- _Stated problem 1_:
Output the podcast transcript about plants and people word for word, in full.

- _Quoted text_:
···
Plants and People

Speaker 1:

Welcome to conversations below the surface, the CBS podcast shorts. I am your host, Marcus Gentry, and we hope you enjoy this episode. Good friend of mine, David Giles, I used to call him the historian, gave me a bonsai plant. May he rest in peace. Gave me a bonsai plant and I loved it.

Speaker 1:

He gave it to me because he heard me talk so much about how much I love the plant and I told him stories about my daughter and I going to the north side of the city and seeing this man in the shop that had all these bonsai plants. And, oh, I just went on and on about it. So he bought me one. And I I brought it home, and I absolutely loved it and kept it for a few months. And eventually I killed it.

Speaker 1:

And I killed it because I spent more time loving it and desiring it than I did taking the time to learn the nature of that plant. See, I had a history of growing plants successfully. Most of them at least. And I watched my parents grow a variety of plants indoor, outdoor, did a fantastic job with them. So I assume that I could take care of this plant the same way that I did the rest of them.

Speaker 1:

And the reality is it was of a different nature. And I didn't learn the nature of that plant, and I tried to treat it like the rest of them, and I caused it to die. And I'm mentioning that because people sometimes do the same thing with people that they love. They they spend more time talking about the kind of person they want to love and the kind of person they want, or they say they love someone, but they haven't spent the time to find out the nature of that person. So they're treating them based on old relationships that they had with someone else or maybe what they saw in terms of the way their mother and father related to each other, or aunts and uncles of people that they saw as they were growing up, or maybe even using examples of what they've seen on TV, and they try to treat that person they say they love in the same way that they saw someone treat someone else in the past, or the way they may have treated someone in the past instead of taking the time to learn the nature of that particular person.

Speaker 1:

Yeah. And as humans, we all have certain characteristics of the same, but there are unique features about each person that is uniquely different. And if we truly want to love someone, it's wise to take the time to learn their nature, ask questions, observe to find out what is the nature, what will cause that person to thrive, to be their very best. There's another plant that I had, and I actually still have a couple of these plants. And not sure the name of it.
···
- _Stored records_:

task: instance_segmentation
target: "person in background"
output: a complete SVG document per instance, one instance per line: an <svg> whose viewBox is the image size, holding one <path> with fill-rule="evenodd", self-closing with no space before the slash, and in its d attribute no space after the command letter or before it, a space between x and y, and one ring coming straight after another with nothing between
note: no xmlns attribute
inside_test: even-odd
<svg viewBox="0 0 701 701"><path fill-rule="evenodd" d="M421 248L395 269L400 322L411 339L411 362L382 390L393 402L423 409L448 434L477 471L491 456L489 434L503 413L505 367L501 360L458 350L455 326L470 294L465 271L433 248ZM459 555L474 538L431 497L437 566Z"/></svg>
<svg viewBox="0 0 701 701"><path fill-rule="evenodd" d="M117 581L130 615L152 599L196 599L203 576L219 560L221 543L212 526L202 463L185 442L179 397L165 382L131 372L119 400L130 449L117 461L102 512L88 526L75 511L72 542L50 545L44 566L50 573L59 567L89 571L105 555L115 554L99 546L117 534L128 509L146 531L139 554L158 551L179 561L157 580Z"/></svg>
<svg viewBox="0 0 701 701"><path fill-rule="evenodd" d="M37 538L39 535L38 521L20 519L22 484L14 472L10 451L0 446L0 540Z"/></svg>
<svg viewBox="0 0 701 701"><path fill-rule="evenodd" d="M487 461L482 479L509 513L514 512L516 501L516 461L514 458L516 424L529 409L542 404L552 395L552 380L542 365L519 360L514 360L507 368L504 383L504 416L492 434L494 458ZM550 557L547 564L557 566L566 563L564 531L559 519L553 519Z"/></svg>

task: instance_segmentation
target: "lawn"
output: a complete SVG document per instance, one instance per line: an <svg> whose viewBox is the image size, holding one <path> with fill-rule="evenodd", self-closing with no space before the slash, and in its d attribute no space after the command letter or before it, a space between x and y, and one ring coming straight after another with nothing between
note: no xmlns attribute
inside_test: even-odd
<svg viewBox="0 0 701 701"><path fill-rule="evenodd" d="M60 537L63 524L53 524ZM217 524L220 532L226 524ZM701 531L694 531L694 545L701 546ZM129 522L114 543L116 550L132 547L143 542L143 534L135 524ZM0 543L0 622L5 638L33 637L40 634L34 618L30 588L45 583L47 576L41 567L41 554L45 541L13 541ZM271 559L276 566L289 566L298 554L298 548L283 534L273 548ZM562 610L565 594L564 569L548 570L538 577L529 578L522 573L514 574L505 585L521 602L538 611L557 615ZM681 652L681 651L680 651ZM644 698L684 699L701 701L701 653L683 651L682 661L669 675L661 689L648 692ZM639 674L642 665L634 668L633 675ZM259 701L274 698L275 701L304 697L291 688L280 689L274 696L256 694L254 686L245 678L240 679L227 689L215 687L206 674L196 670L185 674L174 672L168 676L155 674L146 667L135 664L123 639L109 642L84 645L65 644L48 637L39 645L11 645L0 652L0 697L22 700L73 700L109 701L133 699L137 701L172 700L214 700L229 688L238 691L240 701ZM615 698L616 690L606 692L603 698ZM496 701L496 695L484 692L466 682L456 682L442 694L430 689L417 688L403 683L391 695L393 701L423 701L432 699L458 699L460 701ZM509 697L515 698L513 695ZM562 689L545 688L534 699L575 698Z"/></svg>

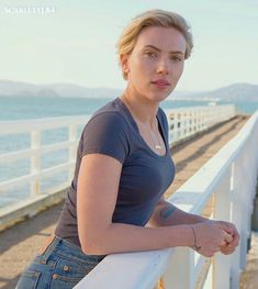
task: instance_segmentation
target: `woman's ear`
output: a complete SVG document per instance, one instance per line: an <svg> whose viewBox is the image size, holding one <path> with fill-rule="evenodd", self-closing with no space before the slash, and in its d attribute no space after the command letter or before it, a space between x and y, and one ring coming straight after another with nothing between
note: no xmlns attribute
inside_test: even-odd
···
- _Stated problem 2_:
Return the stretch from the first line of the entries through the line that contains "461L482 479L509 513L514", both included and unchanged.

- _Worked solution 1_:
Plants and People

Speaker 1:

Welcome to conversations below the surface, the CBS podcast shorts. I am your host, Marcus Gentry, and we hope you enjoy this episode. Good friend of mine, David Giles, I used to call him the historian, gave me a bonsai plant. May he rest in peace. Gave me a bonsai plant and I loved it.

Speaker 1:

He gave it to me because he heard me talk so much about how much I love the plant and I told him stories about my daughter and I going to the north side of the city and seeing this man in the shop that had all these bonsai plants. And, oh, I just went on and on about it. So he bought me one. And I I brought it home, and I absolutely loved it and kept it for a few months. And eventually I killed it.

Speaker 1:

And I killed it because I spent more time loving it and desiring it than I did taking the time to learn the nature of that plant. See, I had a history of growing plants successfully. Most of them at least. And I watched my parents grow a variety of plants indoor, outdoor, did a fantastic job with them. So I assume that I could take care of this plant the same way that I did the rest of them.

Speaker 1:

And the reality is it was of a different nature. And I didn't learn the nature of that plant, and I tried to treat it like the rest of them, and I caused it to die. And I'm mentioning that because people sometimes do the same thing with people that they love. They they spend more time talking about the kind of person they want to love and the kind of person they want, or they say they love someone, but they haven't spent the time to find out the nature of that person. So they're treating them based on old relationships that they had with someone else or maybe what they saw in terms of the way their mother and father related to each other, or aunts and uncles of people that they saw as they were growing up, or maybe even using examples of what they've seen on TV, and they try to treat that person they say they love in the same way that they saw someone treat someone else in the past, or the way they may have treated someone in the past instead of taking the time to learn the nature of that particular person.

Speaker 1:

Yeah. And as humans, we all have certain characteristics of the same, but there are unique features about each person that is uniquely different. And if we truly want to love someone, it's wise to take the time to learn their nature, ask questions, observe to find out what is the nature, what will cause that person to thrive, to be their very best. There's another plant that I had, and I actually still have a couple of these plants. And not sure the name of it.

- _Worked solution 2_:
task: instance_segmentation
target: "person in background"
output: a complete SVG document per instance, one instance per line: an <svg> whose viewBox is the image size, holding one <path> with fill-rule="evenodd", self-closing with no space before the slash, and in its d attribute no space after the command letter or before it, a space between x and y, and one ring coming straight after another with nothing between
note: no xmlns attribute
inside_test: even-odd
<svg viewBox="0 0 701 701"><path fill-rule="evenodd" d="M421 248L395 269L400 322L411 339L411 362L382 390L393 402L423 409L448 434L477 471L491 456L489 434L503 413L505 367L501 360L458 350L455 326L470 294L465 271L433 248ZM459 555L474 538L431 497L437 566Z"/></svg>
<svg viewBox="0 0 701 701"><path fill-rule="evenodd" d="M117 581L130 615L152 599L196 599L203 576L219 560L221 543L212 526L202 463L185 442L179 397L165 382L131 372L119 400L130 449L117 461L102 512L88 526L75 511L72 542L50 545L44 566L50 573L59 567L89 571L105 555L115 554L99 546L117 534L128 509L146 531L139 554L158 551L179 561L157 580Z"/></svg>
<svg viewBox="0 0 701 701"><path fill-rule="evenodd" d="M37 538L39 535L38 521L20 519L22 484L14 472L10 451L0 446L0 540Z"/></svg>
<svg viewBox="0 0 701 701"><path fill-rule="evenodd" d="M487 461L482 479L509 513L514 512L516 501L516 461L514 458L516 424L529 409L542 404L552 395L552 380L542 365L519 360L514 360L507 368L504 383L504 416L492 434L494 458ZM550 557L547 564L557 566L566 563L564 531L559 519L553 519Z"/></svg>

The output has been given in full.